_The exercise_.
Please present the lines as a Markdown table with the columns Row and Line, starting at the one containing "Where can the door window" and ending at the last line. Number each row and leave out any blank lines.

-- BEGIN Task input --

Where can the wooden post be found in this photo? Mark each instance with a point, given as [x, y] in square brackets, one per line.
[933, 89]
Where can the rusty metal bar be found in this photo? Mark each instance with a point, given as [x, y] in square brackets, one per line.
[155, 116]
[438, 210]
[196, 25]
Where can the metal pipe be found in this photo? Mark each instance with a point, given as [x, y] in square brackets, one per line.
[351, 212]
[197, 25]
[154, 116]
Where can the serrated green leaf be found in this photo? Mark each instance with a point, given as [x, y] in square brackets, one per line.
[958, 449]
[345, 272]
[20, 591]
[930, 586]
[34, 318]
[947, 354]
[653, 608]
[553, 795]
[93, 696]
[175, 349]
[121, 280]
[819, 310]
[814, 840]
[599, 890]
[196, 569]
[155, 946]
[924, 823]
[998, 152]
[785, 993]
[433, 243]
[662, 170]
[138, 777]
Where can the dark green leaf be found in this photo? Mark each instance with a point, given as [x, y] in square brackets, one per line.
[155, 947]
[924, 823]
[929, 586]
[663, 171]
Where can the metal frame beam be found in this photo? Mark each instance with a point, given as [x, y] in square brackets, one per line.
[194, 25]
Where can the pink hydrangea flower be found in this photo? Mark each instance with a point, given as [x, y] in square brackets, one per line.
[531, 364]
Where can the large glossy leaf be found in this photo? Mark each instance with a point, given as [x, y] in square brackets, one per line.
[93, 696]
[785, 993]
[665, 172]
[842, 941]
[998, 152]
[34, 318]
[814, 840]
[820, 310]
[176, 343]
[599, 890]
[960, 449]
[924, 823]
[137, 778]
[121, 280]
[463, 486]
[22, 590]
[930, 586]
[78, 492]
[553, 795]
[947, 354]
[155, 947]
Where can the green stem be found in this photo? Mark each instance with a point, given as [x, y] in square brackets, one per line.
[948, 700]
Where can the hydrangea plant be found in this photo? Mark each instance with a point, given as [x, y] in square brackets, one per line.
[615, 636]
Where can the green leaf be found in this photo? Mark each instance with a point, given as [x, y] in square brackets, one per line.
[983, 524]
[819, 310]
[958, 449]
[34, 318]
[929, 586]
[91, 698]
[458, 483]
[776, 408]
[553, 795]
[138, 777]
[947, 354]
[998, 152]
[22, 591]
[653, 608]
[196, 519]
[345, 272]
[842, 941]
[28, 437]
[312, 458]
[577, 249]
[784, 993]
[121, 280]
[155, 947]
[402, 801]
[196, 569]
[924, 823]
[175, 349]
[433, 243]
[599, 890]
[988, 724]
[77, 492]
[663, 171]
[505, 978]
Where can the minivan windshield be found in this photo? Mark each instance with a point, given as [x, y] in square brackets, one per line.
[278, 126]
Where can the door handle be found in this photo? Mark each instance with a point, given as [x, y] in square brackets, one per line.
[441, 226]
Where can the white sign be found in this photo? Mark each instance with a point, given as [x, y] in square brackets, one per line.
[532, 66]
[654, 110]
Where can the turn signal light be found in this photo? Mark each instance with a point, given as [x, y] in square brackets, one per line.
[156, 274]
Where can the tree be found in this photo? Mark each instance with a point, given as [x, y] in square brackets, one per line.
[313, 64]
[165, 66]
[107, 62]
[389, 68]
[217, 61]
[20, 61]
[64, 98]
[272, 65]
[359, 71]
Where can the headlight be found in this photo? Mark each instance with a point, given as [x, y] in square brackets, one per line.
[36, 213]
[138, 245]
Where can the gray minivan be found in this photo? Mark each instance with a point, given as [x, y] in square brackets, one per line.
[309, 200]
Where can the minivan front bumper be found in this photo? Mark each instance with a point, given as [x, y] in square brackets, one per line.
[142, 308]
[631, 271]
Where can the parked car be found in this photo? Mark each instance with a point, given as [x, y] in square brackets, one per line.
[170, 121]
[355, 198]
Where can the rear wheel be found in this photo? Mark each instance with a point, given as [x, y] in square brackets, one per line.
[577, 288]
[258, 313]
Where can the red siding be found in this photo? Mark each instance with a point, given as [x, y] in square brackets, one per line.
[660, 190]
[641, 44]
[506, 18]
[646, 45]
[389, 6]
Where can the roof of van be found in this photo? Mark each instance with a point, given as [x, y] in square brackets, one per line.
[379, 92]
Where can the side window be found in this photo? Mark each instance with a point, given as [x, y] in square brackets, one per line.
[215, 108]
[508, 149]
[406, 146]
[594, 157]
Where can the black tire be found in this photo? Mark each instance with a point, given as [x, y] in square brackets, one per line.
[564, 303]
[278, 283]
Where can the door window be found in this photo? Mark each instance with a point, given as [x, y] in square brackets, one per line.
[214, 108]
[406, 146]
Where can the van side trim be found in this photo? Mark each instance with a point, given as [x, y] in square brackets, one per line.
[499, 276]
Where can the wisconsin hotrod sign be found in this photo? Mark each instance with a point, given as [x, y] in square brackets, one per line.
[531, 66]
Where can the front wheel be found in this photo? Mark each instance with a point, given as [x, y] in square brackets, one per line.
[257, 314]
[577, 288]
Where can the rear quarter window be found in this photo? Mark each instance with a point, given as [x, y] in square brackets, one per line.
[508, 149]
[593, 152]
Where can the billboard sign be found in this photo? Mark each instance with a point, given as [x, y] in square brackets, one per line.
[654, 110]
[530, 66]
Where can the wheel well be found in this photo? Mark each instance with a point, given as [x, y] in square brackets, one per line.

-- END Task input --

_Answer to this exercise_.
| Row | Line |
|---|---|
| 1 | Where can the door window be found in this photo? Mark each instance with a point, given as [x, y] in square brackets, one per line. |
| 2 | [214, 108] |
| 3 | [406, 146] |
| 4 | Where can the van side trim be found in this photo? Mark each instance with a point, given as [x, y] in square brackets, one per line. |
| 5 | [499, 276] |
| 6 | Where can the wisconsin hotrod sign be found in this photo? Mark each instance with a point, given as [x, y] in square brackets, one per line. |
| 7 | [531, 66] |
| 8 | Where can the front wheel be found in this photo? Mark each instance with a point, given as [x, y] in square brackets, one per line. |
| 9 | [257, 314] |
| 10 | [577, 288] |
| 11 | Where can the rear quarter window be found in this photo? Mark each instance with a point, given as [x, y] in square brackets, one per line. |
| 12 | [508, 149] |
| 13 | [593, 152] |
| 14 | Where can the billboard sign be found in this photo? Mark each instance with a point, given as [x, y] in square brackets, one per line. |
| 15 | [654, 110] |
| 16 | [530, 66] |
| 17 | Where can the wheel well be found in this photo? Mark each instance with a point, given as [x, y] in square brackets, one per line. |